- _REQUIREMENT_:
Check each line of the entries below for the word "resolution", then state how many lines have it and nothing more.

- _PROVIDED RECORDS_:
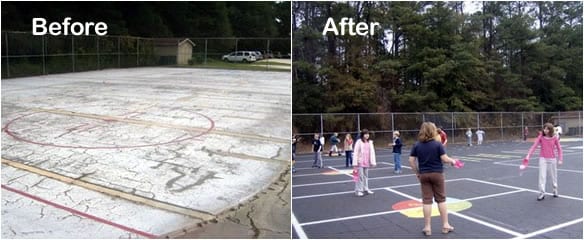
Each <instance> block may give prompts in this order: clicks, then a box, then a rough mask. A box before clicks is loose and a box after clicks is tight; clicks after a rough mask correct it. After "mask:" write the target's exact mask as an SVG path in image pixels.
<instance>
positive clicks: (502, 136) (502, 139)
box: [500, 112, 505, 141]
mask: <svg viewBox="0 0 584 240" xmlns="http://www.w3.org/2000/svg"><path fill="white" fill-rule="evenodd" d="M500 115H501V141H504V140H505V134H504V133H503V113H502V112H501V113H500Z"/></svg>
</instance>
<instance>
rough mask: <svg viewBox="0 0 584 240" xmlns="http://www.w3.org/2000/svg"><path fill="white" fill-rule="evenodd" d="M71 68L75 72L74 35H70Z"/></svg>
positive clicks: (73, 71) (74, 43)
mask: <svg viewBox="0 0 584 240" xmlns="http://www.w3.org/2000/svg"><path fill="white" fill-rule="evenodd" d="M71 68H72V69H73V72H75V35H71Z"/></svg>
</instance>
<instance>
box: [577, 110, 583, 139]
mask: <svg viewBox="0 0 584 240" xmlns="http://www.w3.org/2000/svg"><path fill="white" fill-rule="evenodd" d="M578 125H579V126H578V133H579V136H582V112H581V111H579V112H578Z"/></svg>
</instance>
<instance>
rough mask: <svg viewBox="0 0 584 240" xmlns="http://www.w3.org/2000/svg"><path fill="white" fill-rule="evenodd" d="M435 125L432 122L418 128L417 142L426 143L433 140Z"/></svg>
mask: <svg viewBox="0 0 584 240" xmlns="http://www.w3.org/2000/svg"><path fill="white" fill-rule="evenodd" d="M436 134H437V131H436V125H434V123H432V122H424V123H422V126H420V132H419V133H418V141H420V142H427V141H430V140H434V137H435V136H436Z"/></svg>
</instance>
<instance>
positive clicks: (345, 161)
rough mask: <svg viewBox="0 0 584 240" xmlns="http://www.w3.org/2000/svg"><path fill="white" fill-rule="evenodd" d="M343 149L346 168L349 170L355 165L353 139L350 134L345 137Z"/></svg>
mask: <svg viewBox="0 0 584 240" xmlns="http://www.w3.org/2000/svg"><path fill="white" fill-rule="evenodd" d="M343 148H344V149H345V167H347V168H348V167H350V166H352V165H353V138H352V137H351V134H350V133H347V135H345V142H344V143H343Z"/></svg>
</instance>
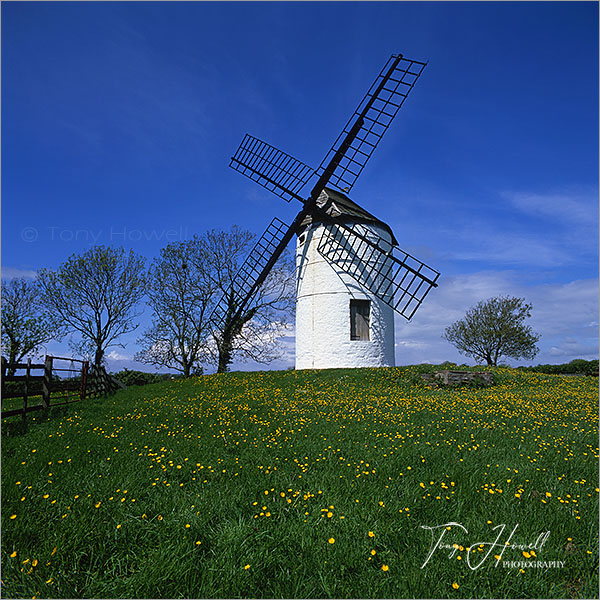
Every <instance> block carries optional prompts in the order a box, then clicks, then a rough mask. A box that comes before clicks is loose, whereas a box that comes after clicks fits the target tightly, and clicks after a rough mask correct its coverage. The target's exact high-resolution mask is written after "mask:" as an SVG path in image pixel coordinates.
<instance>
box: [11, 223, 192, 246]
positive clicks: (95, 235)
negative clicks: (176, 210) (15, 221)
mask: <svg viewBox="0 0 600 600" xmlns="http://www.w3.org/2000/svg"><path fill="white" fill-rule="evenodd" d="M188 238H189V236H188V229H187V227H183V226H181V227H171V228H168V229H167V228H165V229H136V228H130V227H126V226H119V227H110V228H108V229H91V228H86V229H71V228H68V227H58V226H56V227H43V228H37V227H23V229H21V239H22V240H23V241H24V242H26V243H28V244H31V243H34V242H38V241H44V242H59V243H70V242H87V243H90V244H97V243H99V242H108V243H110V244H113V243H121V244H122V243H127V242H129V243H135V242H153V241H154V242H167V243H169V242H180V241H183V240H186V239H188Z"/></svg>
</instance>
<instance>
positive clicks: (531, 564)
mask: <svg viewBox="0 0 600 600" xmlns="http://www.w3.org/2000/svg"><path fill="white" fill-rule="evenodd" d="M488 522H489V521H488ZM518 528H519V524H518V523H517V524H516V525H515V526H514V527H513V528H512V530H509V529H507V526H506V523H501V524H500V525H496V526H495V527H492V528H491V530H492V532H494V535H495V539H493V540H490V539H488V538H485V539H481V540H477V541H473V542H469V541H468V540H467V539H465V538H466V536H467V535H469V531H468V530H467V528H466V527H465V526H464V525H461V524H460V523H456V522H455V521H450V522H448V523H442V524H441V525H433V526H430V525H421V529H426V530H427V531H429V532H431V545H430V547H429V552H428V553H427V557H426V558H425V562H424V563H423V564H422V565H421V569H423V568H425V566H426V565H427V563H429V561H430V560H431V558H432V557H433V555H434V554H435V553H436V552H441V553H444V551H449V552H448V554H447V558H448V559H455V560H462V559H463V558H464V564H466V565H467V566H468V567H469V568H470V569H471V570H472V571H476V570H477V569H479V568H480V567H481V566H482V565H484V564H485V563H487V564H490V565H492V566H494V567H498V565H499V564H502V566H503V567H505V568H509V569H511V568H512V569H516V568H521V569H525V568H528V569H542V568H562V567H563V566H564V561H560V560H551V561H546V560H522V558H521V556H519V560H507V557H505V553H506V554H510V553H511V552H514V551H518V552H520V553H521V554H522V556H523V557H525V558H531V557H534V558H536V557H537V555H536V552H541V551H542V549H543V548H544V546H545V545H546V542H547V541H548V538H549V537H550V531H542V532H541V533H540V534H539V535H538V536H537V539H536V540H535V541H534V542H521V543H519V542H518V541H515V540H514V539H513V538H514V536H515V533H516V531H517V529H518ZM448 538H450V539H448ZM450 542H452V543H450ZM513 556H514V555H513Z"/></svg>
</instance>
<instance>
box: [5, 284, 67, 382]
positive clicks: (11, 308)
mask: <svg viewBox="0 0 600 600" xmlns="http://www.w3.org/2000/svg"><path fill="white" fill-rule="evenodd" d="M62 329H63V328H62V327H61V324H60V322H59V321H58V320H57V319H53V318H52V315H50V314H49V313H48V312H47V311H44V309H43V307H42V306H41V304H40V301H39V288H38V286H37V284H36V282H35V281H33V280H31V279H26V278H24V277H22V278H16V279H11V280H9V281H5V280H2V351H3V352H6V353H7V354H8V362H9V363H15V362H17V363H18V362H20V361H21V359H22V358H23V357H24V356H27V355H28V354H30V353H33V352H36V351H37V350H38V349H39V348H40V346H42V345H43V344H45V343H46V342H49V341H50V340H60V338H61V337H62ZM12 373H14V369H11V372H10V373H9V374H12Z"/></svg>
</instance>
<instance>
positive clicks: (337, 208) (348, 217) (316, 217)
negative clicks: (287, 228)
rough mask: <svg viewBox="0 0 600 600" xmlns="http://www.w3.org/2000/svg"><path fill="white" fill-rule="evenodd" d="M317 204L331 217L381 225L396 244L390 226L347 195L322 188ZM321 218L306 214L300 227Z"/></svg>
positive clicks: (397, 242)
mask: <svg viewBox="0 0 600 600" xmlns="http://www.w3.org/2000/svg"><path fill="white" fill-rule="evenodd" d="M317 206H318V207H319V208H320V209H322V210H324V211H325V212H326V213H327V214H328V215H330V216H331V217H341V218H342V219H343V220H344V221H346V220H347V221H352V222H357V223H374V224H376V225H379V226H380V227H383V229H385V230H386V231H387V232H388V233H389V234H390V236H391V238H392V240H391V241H392V244H393V245H394V246H397V245H398V241H397V240H396V238H395V236H394V232H393V231H392V228H391V227H390V226H389V225H388V224H387V223H384V222H383V221H381V220H380V219H378V218H377V217H376V216H374V215H372V214H371V213H370V212H368V211H366V210H365V209H364V208H362V207H361V206H359V205H358V204H356V202H354V200H350V198H348V196H346V195H345V194H343V193H342V192H339V191H338V190H333V189H331V188H327V187H326V188H324V189H323V191H322V192H321V194H320V195H319V198H318V199H317ZM320 221H321V220H320V219H319V217H318V216H317V217H316V218H315V216H314V215H311V214H308V215H307V216H306V217H305V218H304V220H303V221H302V223H301V228H302V229H304V228H305V227H307V226H308V225H310V224H311V223H319V222H320Z"/></svg>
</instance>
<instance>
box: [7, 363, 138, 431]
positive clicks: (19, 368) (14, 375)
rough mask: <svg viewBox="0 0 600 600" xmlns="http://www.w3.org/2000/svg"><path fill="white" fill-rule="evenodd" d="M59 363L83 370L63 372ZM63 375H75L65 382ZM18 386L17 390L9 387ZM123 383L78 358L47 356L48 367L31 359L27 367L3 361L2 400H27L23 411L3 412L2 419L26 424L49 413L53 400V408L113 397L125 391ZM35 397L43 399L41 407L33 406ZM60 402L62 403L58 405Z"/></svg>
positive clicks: (26, 363)
mask: <svg viewBox="0 0 600 600" xmlns="http://www.w3.org/2000/svg"><path fill="white" fill-rule="evenodd" d="M55 361H69V363H70V367H73V366H74V365H75V363H78V364H80V365H81V367H80V368H62V367H57V366H56V365H55ZM19 370H25V374H24V375H21V374H19V375H16V374H15V372H16V371H19ZM32 371H42V374H40V375H32ZM59 373H60V374H63V373H70V374H72V375H71V376H70V377H69V376H67V378H61V376H60V375H59ZM9 383H16V384H18V385H17V386H8V385H6V384H9ZM125 387H126V386H124V385H123V384H122V383H121V382H120V381H118V380H117V379H115V378H114V377H112V376H111V375H108V374H107V373H106V370H105V369H104V367H96V366H95V365H91V366H90V364H89V362H88V361H87V360H80V359H77V358H64V357H61V356H46V358H45V360H44V363H43V364H41V363H32V362H31V359H30V360H28V361H27V362H26V363H19V362H14V363H9V362H8V361H7V360H6V358H5V357H4V356H3V357H2V398H3V399H4V398H6V399H10V398H21V397H22V398H23V405H22V407H20V408H14V409H11V410H6V411H2V415H1V417H2V419H5V418H7V417H13V416H16V415H21V416H22V418H23V421H26V415H27V413H29V412H33V411H36V410H43V409H48V408H49V407H50V403H51V399H52V400H53V401H52V406H62V405H64V404H71V403H73V402H79V401H80V400H84V399H85V398H92V397H95V398H97V397H100V396H104V395H107V394H110V393H112V392H114V391H116V389H118V388H125ZM32 396H36V397H37V396H40V397H41V404H36V405H33V406H29V399H30V398H31V397H32ZM56 400H60V402H56Z"/></svg>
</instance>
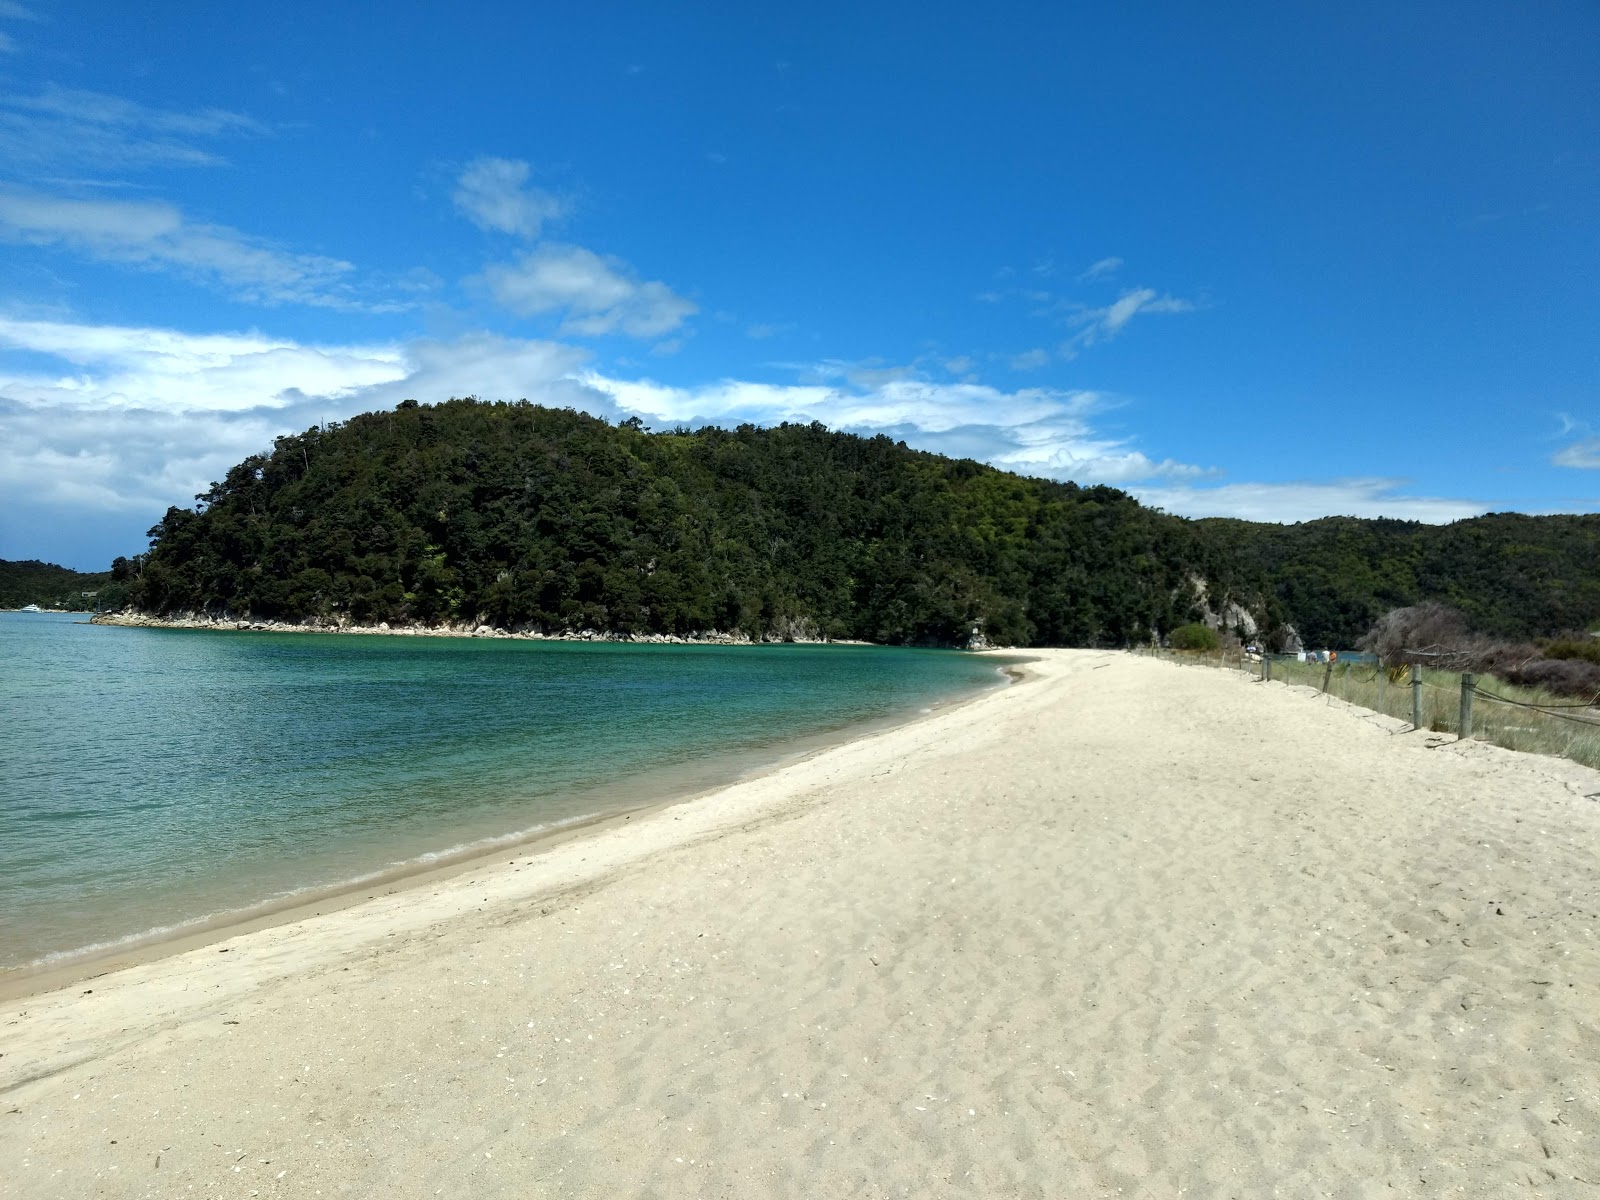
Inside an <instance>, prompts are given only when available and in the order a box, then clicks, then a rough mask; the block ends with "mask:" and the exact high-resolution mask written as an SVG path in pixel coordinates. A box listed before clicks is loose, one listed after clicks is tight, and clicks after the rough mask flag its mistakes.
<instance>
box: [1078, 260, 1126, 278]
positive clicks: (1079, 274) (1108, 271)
mask: <svg viewBox="0 0 1600 1200" xmlns="http://www.w3.org/2000/svg"><path fill="white" fill-rule="evenodd" d="M1120 269H1122V259H1120V258H1102V259H1099V261H1098V262H1091V264H1090V266H1088V267H1085V269H1083V270H1082V272H1080V274H1078V283H1090V282H1091V280H1098V278H1109V277H1112V275H1115V274H1117V270H1120Z"/></svg>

- _THE ANSWER_:
2